Start of PASSAGE GIVEN

At dinner I make everyone say one thing they liked about their day and one thing they didn't like. (Why yes it IS a mini examen.) I have transcribed a bit of tonight's conversation. Some pertinent background information: today we went to Jack's well child exam, did some back to school shopping, and spent the afternoon playing iPad while Mommy did the semi-annual Hated Clothes Sort.
EMMA: My good thing is that I went sopping with Mommy! And my SAD thing is that DADDY went to WORK.
JACK: Welllll... I can't think of any good things right now...
JACK'S PARENTS: Okay, well start with your not so good thing and you can think about good things later.
JACK: Wellll... my bad thing is that today was just .... we didn't have any plans. So it was pretty .... boring.
JACK'S MOTHER: What are you talking about? We got new school shoes today. I let you pick out a new backpack! Those aren't good things?
JACK: Shoes just aren't very important to me.
JACK'S MOTHER: You sure acted like they were important when you didn't like the first fifteen pairs I picked out for you.
JACK: [heavy sigh/quasi eye roll that would do a thirteen-year-old girl proud]
JACK'S FATHER, WITH THINLY VEILED SARCASM: So Jack, tomorrow we don't have any plans either. How can we accommodate your needs?
JACK, NOT GETTING IT AT ALL: Welllll... I like to do things. Like maybe we can go to the Science Center. Or go to a friend's house.
JACK'S MOTHER, ENTHUSIASTICALLY: You can do laundry. You can do dishes. Oooh, I know! You can clean the toilet!
JACK: [cracks a smile because he thinks his mother is not serious] [his mother is totally serious]
MOLLY: MY good thing is that Mommy got me new shoes! And I got to pick out my own backpack! And I had a frozen GoGurt for a snack! I am happy about everything! All the time! My bad thing is... I don't have a bad thing! I LOVE YOU, WORLD!!!!!!1!!!
JACK'S FATHER: What about doing some of those Lego sets you have half built?

End of PASSAGE GIVEN
Start of STORED DATA

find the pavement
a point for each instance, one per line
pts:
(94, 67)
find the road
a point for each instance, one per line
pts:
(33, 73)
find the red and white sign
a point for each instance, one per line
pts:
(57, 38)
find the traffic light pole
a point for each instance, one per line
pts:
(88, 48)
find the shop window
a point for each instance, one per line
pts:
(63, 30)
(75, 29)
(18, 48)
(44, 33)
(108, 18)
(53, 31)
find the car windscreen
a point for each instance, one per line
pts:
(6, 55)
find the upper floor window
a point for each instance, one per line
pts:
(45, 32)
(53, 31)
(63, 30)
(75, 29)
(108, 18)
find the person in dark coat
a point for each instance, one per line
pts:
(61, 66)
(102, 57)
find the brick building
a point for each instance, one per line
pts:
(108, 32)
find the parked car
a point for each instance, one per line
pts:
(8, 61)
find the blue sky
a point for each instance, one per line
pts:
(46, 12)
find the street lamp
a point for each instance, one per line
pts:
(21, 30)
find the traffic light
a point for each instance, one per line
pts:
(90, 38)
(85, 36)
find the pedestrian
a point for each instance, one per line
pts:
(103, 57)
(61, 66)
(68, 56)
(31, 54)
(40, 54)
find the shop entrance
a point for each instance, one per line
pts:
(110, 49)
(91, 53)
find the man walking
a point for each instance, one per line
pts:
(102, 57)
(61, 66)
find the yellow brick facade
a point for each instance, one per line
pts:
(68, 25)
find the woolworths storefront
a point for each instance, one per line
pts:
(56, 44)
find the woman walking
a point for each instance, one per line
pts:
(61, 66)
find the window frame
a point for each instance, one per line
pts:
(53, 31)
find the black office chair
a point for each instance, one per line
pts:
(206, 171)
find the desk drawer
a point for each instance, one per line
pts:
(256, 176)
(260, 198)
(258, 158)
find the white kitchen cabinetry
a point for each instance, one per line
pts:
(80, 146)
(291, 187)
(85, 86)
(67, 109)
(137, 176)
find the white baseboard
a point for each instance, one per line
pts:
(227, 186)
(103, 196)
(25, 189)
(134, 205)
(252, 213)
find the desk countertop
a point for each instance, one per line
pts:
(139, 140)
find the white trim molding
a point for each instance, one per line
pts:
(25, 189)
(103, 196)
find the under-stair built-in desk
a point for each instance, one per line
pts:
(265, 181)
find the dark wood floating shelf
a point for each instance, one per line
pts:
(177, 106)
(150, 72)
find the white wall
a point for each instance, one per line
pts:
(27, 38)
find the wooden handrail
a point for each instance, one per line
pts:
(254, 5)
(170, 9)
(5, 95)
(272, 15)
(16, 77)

End of STORED DATA

Reproduce word for word the stretch of the dinner transcript above that begins with "JACK: Wellll... my" and ends with "clean the toilet!".

- [THE RESPONSE]:
JACK: Wellll... my bad thing is that today was just .... we didn't have any plans. So it was pretty .... boring.
JACK'S MOTHER: What are you talking about? We got new school shoes today. I let you pick out a new backpack! Those aren't good things?
JACK: Shoes just aren't very important to me.
JACK'S MOTHER: You sure acted like they were important when you didn't like the first fifteen pairs I picked out for you.
JACK: [heavy sigh/quasi eye roll that would do a thirteen-year-old girl proud]
JACK'S FATHER, WITH THINLY VEILED SARCASM: So Jack, tomorrow we don't have any plans either. How can we accommodate your needs?
JACK, NOT GETTING IT AT ALL: Welllll... I like to do things. Like maybe we can go to the Science Center. Or go to a friend's house.
JACK'S MOTHER, ENTHUSIASTICALLY: You can do laundry. You can do dishes. Oooh, I know! You can clean the toilet!